Start of DATASET ENTRIES
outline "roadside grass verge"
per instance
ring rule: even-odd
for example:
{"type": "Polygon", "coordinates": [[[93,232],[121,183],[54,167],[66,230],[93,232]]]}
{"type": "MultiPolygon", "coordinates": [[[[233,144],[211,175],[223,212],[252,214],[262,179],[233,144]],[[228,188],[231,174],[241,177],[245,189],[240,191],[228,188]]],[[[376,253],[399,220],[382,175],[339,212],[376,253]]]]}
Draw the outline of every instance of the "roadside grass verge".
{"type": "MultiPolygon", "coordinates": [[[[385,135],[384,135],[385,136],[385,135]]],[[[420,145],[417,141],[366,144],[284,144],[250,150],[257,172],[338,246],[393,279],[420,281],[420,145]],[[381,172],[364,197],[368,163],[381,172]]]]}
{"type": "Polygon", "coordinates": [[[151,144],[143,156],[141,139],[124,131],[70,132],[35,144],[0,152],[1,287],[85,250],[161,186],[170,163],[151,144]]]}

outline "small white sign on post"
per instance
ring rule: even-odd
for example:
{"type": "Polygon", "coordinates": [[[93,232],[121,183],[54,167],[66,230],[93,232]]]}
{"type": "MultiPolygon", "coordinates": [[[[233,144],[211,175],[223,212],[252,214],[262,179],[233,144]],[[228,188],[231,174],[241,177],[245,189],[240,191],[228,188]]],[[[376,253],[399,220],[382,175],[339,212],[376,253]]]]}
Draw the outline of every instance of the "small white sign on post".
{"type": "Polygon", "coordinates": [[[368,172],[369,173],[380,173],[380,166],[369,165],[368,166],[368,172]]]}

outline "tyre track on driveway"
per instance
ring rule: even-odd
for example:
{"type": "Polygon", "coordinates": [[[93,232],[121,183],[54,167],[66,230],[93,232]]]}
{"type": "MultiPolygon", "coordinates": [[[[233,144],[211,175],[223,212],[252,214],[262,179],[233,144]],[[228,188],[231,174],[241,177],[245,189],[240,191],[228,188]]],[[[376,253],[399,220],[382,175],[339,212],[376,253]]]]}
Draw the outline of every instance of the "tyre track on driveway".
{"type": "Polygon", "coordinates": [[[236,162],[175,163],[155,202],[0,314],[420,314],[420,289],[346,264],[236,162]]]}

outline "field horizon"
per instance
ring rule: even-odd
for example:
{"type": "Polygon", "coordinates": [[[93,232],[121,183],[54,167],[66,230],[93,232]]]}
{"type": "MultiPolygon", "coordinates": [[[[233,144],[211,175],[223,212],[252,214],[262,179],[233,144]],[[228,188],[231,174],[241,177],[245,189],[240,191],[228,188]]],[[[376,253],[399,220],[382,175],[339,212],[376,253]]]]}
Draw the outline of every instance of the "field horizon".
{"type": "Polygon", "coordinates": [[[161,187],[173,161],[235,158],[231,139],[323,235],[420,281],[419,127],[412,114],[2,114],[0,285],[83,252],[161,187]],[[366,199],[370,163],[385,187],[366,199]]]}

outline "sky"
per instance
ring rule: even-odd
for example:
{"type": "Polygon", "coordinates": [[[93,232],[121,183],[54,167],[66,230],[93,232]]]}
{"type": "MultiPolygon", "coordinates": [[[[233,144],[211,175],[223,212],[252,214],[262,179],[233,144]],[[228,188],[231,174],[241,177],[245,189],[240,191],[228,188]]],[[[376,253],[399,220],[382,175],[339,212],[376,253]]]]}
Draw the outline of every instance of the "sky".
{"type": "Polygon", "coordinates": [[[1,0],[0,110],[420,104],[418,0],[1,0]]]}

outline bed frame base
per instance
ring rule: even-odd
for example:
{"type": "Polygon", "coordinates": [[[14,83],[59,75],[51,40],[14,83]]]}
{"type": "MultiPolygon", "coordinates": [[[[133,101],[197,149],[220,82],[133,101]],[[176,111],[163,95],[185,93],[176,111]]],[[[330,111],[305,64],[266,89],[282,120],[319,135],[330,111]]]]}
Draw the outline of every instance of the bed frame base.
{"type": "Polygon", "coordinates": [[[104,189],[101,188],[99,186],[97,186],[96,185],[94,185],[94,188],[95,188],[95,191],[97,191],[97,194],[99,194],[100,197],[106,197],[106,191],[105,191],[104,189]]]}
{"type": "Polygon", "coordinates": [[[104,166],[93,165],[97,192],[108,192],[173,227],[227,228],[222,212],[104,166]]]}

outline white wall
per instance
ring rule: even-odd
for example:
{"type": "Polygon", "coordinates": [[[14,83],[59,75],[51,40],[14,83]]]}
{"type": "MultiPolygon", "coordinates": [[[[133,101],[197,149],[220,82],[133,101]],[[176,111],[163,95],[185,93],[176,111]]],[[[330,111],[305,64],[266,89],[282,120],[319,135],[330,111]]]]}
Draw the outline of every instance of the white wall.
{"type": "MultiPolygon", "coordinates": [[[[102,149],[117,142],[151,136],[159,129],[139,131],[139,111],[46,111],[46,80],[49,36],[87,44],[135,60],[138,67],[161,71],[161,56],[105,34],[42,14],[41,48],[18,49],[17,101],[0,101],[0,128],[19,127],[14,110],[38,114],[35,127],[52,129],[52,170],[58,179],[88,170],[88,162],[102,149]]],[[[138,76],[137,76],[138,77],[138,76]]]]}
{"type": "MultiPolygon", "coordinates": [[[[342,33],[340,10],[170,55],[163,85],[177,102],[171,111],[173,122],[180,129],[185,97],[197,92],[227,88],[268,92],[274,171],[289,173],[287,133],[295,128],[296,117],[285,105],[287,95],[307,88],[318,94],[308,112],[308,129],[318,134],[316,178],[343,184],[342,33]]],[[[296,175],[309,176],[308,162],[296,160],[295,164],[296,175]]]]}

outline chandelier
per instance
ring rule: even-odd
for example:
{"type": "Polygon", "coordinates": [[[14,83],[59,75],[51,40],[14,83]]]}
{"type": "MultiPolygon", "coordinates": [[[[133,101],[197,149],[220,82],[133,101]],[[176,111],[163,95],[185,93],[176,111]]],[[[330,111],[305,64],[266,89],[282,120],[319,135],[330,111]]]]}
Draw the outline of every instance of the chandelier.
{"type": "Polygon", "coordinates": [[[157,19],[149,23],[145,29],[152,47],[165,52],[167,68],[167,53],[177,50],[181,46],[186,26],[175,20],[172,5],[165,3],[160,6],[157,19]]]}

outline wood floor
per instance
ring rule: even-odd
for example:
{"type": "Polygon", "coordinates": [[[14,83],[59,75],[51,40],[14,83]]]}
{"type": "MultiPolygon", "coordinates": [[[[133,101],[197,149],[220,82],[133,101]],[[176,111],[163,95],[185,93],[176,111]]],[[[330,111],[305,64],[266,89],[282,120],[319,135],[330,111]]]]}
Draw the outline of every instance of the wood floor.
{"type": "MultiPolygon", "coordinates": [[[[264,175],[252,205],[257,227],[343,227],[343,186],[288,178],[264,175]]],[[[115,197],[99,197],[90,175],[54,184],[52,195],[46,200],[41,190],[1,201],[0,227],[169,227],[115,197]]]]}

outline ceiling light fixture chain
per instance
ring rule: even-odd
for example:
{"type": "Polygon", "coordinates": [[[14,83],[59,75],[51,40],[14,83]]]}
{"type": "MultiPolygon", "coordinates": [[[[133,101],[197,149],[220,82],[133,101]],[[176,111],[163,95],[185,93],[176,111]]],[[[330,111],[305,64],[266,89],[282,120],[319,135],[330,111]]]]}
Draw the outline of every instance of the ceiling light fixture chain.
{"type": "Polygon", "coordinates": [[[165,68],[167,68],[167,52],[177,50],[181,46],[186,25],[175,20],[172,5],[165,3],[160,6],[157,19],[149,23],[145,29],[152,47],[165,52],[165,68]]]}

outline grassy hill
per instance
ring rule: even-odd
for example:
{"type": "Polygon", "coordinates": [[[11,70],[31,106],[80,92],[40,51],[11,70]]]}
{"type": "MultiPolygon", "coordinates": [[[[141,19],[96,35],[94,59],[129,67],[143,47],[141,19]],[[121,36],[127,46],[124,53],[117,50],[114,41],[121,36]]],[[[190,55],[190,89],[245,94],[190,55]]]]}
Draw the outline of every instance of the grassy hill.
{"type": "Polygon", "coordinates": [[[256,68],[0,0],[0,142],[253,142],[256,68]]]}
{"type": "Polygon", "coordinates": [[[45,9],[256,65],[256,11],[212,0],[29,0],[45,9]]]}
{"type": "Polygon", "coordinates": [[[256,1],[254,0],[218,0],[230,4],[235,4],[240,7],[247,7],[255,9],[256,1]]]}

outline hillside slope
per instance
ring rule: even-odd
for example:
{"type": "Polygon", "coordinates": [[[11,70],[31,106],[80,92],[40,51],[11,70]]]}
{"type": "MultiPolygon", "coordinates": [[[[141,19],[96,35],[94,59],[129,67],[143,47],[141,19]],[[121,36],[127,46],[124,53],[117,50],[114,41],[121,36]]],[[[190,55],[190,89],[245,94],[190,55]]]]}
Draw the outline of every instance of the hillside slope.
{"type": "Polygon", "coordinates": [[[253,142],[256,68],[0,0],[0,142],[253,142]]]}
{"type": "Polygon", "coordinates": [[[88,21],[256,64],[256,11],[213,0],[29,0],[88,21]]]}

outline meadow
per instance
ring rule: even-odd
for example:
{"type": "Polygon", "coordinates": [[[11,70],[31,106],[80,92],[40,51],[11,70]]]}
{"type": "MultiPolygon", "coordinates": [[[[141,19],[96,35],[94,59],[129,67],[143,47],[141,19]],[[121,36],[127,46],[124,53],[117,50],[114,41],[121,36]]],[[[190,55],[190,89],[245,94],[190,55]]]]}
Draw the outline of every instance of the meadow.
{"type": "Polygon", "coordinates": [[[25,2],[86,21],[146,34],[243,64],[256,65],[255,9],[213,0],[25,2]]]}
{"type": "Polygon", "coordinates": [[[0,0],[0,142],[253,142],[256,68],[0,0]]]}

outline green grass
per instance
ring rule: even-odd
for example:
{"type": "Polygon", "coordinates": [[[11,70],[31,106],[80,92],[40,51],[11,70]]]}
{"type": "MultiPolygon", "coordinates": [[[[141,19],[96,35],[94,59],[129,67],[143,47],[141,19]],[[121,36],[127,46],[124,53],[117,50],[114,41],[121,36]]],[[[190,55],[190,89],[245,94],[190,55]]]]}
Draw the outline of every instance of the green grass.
End of DATASET ENTRIES
## REQUIRED WORK
Find the line with "outline meadow" in the listing above, then write out that line and each remaining line exactly, with no other text.

## PROBLEM SOLUTION
outline meadow
per instance
ring rule: even-odd
for example:
{"type": "Polygon", "coordinates": [[[11,70],[31,106],[80,92],[40,51],[11,70]]]}
{"type": "MultiPolygon", "coordinates": [[[[141,19],[96,35],[94,59],[129,67],[143,47],[141,19]],[[121,36],[127,46],[124,53],[117,50],[114,41],[121,36]]],[[[190,55],[190,89],[245,94],[190,55]]]]}
Draw the outline of every instance of the meadow.
{"type": "Polygon", "coordinates": [[[25,2],[86,21],[146,34],[243,64],[256,65],[255,9],[213,0],[25,2]]]}
{"type": "Polygon", "coordinates": [[[0,0],[0,142],[253,142],[256,68],[0,0]]]}

outline green grass
per instance
ring rule: even-odd
for example:
{"type": "Polygon", "coordinates": [[[11,70],[31,106],[80,92],[40,51],[11,70]]]}
{"type": "MultiPolygon", "coordinates": [[[[141,19],[96,35],[94,59],[129,67],[143,47],[141,19]],[[121,36],[127,46],[124,53],[117,50],[114,41],[121,36]]],[[[190,55],[190,89],[245,94],[190,55]]]]}
Draw the outline of every instance of the green grass.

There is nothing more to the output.